Instruction
Find the line containing "compact shape [484,88].". Retype it and every line after it through the end of the entries, exactly as written, with nothing added.

Point labeling examples
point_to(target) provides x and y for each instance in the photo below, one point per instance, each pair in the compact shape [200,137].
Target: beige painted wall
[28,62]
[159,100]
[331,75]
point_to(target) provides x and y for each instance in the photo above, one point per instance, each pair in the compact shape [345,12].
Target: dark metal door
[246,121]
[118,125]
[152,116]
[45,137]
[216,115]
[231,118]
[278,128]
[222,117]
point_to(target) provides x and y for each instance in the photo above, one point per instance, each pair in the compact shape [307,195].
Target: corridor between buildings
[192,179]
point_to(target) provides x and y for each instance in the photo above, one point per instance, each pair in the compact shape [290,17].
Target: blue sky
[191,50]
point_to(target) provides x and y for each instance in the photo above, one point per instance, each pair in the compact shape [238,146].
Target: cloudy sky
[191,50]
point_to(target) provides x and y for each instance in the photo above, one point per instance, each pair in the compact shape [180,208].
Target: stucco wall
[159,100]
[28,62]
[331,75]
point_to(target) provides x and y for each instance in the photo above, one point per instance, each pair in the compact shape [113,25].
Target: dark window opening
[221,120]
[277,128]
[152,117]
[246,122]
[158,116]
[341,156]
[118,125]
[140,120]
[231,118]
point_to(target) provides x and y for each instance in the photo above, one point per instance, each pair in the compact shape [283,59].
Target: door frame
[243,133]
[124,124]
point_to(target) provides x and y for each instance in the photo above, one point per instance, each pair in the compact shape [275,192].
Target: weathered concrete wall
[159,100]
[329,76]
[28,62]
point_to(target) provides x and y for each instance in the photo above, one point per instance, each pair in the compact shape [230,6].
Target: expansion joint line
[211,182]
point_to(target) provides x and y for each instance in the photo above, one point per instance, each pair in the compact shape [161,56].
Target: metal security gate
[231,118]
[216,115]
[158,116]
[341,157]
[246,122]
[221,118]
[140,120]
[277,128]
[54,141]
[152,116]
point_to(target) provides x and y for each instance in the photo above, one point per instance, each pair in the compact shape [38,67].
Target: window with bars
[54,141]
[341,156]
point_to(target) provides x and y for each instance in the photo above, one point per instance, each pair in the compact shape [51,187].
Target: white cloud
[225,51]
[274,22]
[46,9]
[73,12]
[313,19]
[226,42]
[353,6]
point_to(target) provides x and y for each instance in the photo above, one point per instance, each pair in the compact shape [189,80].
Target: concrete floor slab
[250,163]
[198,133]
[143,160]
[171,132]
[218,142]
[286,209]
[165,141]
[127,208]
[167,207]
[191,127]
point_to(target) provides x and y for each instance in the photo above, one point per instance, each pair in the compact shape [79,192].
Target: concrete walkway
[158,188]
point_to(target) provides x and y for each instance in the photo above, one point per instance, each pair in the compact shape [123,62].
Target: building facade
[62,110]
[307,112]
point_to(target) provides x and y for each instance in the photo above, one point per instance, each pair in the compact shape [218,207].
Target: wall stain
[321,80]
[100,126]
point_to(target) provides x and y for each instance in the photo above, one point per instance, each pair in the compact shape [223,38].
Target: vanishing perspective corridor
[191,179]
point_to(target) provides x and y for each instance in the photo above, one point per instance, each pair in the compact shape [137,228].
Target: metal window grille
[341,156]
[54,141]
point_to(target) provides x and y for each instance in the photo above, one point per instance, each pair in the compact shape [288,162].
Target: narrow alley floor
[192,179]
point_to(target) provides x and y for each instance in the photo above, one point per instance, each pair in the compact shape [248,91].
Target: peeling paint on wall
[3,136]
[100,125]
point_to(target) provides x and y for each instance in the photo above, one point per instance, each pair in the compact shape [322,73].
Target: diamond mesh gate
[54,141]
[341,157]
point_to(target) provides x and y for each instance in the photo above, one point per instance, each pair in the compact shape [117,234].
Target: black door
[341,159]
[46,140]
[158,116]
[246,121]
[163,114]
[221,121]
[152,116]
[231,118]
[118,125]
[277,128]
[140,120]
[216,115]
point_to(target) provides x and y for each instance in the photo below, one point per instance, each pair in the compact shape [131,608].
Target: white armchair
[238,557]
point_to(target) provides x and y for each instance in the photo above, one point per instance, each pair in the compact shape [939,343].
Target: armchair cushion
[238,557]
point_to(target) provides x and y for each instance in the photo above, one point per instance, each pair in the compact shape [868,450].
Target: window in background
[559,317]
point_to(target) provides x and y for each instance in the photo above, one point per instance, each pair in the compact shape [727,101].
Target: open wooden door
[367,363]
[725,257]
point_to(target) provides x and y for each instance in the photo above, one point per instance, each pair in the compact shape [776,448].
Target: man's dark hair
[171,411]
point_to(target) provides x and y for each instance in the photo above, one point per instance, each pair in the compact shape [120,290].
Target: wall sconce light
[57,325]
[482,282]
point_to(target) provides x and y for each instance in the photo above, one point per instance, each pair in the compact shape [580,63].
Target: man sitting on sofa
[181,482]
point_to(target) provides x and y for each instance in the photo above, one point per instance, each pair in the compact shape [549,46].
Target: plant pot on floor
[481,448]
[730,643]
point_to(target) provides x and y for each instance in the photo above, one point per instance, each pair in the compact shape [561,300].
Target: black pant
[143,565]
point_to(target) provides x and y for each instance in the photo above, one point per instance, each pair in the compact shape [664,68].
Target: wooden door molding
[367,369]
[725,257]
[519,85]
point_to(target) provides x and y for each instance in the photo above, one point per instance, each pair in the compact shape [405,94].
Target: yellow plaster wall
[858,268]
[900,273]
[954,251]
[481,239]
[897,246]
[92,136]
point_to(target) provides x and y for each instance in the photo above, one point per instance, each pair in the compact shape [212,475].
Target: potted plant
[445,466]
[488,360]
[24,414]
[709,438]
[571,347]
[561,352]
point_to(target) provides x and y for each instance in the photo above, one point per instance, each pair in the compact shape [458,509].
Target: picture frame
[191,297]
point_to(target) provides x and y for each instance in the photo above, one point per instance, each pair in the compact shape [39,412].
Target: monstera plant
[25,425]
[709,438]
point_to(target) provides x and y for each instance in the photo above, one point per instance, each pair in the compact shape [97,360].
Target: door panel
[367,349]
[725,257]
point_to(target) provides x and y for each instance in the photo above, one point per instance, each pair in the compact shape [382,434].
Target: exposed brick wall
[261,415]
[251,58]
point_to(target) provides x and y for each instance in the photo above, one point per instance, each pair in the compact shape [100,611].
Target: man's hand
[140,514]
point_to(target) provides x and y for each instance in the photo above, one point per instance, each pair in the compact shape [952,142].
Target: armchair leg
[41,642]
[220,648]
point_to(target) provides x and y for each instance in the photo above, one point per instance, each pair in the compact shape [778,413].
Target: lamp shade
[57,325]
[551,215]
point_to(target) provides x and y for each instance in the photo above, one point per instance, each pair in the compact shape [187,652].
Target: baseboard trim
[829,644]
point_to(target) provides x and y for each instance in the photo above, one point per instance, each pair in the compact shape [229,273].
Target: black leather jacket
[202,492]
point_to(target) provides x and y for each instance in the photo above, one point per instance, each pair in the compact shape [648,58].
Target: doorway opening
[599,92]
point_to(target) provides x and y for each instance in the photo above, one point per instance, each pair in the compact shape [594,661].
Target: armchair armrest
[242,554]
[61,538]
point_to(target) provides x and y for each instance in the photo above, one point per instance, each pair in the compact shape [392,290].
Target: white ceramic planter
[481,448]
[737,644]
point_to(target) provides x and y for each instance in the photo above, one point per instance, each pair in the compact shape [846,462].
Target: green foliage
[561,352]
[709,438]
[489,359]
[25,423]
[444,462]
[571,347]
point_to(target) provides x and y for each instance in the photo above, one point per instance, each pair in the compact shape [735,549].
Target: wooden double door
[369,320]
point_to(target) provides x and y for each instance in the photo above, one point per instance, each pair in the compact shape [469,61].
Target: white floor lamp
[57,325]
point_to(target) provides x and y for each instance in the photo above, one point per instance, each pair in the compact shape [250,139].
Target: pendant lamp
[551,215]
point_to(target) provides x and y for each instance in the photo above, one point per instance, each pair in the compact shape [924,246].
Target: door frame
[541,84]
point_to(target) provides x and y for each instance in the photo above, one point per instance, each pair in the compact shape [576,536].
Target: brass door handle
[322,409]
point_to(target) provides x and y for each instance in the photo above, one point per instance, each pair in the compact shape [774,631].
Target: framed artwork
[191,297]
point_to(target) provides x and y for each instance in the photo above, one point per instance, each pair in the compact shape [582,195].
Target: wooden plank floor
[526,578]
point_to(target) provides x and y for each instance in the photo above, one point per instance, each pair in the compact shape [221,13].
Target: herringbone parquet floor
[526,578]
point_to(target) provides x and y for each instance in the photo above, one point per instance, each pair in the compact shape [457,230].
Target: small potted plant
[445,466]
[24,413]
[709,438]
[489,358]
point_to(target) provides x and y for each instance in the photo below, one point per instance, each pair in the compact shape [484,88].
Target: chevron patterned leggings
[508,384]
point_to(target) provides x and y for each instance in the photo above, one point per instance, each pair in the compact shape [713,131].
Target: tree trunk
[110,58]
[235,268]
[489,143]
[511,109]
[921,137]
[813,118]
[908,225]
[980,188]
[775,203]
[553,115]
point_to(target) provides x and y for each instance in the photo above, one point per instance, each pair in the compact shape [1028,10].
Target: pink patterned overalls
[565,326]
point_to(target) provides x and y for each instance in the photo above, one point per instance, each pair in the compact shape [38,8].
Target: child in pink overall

Solution to this problem
point_to(target) provides x and y for each instance in the photo below, one point per instance, each pair in the compact shape [484,88].
Target: chevron patterned leggings
[508,384]
point_to(target) provides x and y for each instance in the photo above, one point per instance, each pair in the compact shape [713,131].
Target: tree trunk
[110,58]
[235,268]
[489,143]
[511,109]
[921,137]
[813,118]
[908,225]
[980,188]
[775,203]
[553,115]
point_to(target) provides x and y for each instance in the photo above, one point per instance, each pair in the compact shape [1028,10].
Target: pink patterned overalls
[565,326]
point_to(target) provides x and y for each instance in the photo above, one point per instance, each pair in the compact shape [38,8].
Target: child in pink overall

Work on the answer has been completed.